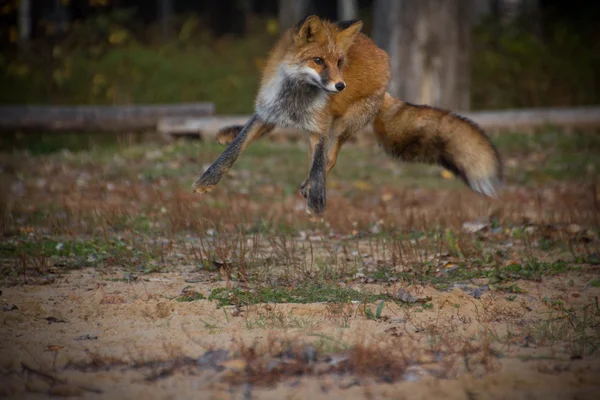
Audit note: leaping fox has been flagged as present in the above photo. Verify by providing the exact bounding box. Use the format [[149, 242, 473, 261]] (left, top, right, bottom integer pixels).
[[192, 15, 502, 215]]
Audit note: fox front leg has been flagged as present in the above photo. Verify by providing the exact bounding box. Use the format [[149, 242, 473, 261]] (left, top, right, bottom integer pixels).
[[192, 115, 273, 193], [301, 133, 327, 216]]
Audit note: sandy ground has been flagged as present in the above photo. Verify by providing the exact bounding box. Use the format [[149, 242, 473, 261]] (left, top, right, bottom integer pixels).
[[1, 262, 599, 399], [1, 137, 599, 398]]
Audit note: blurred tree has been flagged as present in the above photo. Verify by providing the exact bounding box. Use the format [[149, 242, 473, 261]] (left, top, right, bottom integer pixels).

### [YOUR GOAL]
Start with the line that contains "Audit note: fox", end with the last line of the entries, and please retype every line in that span exactly, with no others.

### [WRITTEN REPLY]
Audit note: fox front leg has been flagged as present in the above photo. Verify by providing the exact bounding box. Use the format [[149, 242, 473, 261]] (left, top, right, bottom integer pixels).
[[192, 115, 273, 193], [301, 133, 327, 216]]
Audit note: sandy ground has been flagged as present in the above photo. Verify by providing the exact bounding box. Use the format [[149, 242, 473, 261]] (left, top, right, bottom integer pixels).
[[1, 262, 599, 399], [1, 137, 599, 398]]
Audit note: blurred tree has been flagged as present in the above photo. Verify by providing the exact bounding box. Use the format [[149, 242, 473, 261]] (left, top, right, bottom integer pixels).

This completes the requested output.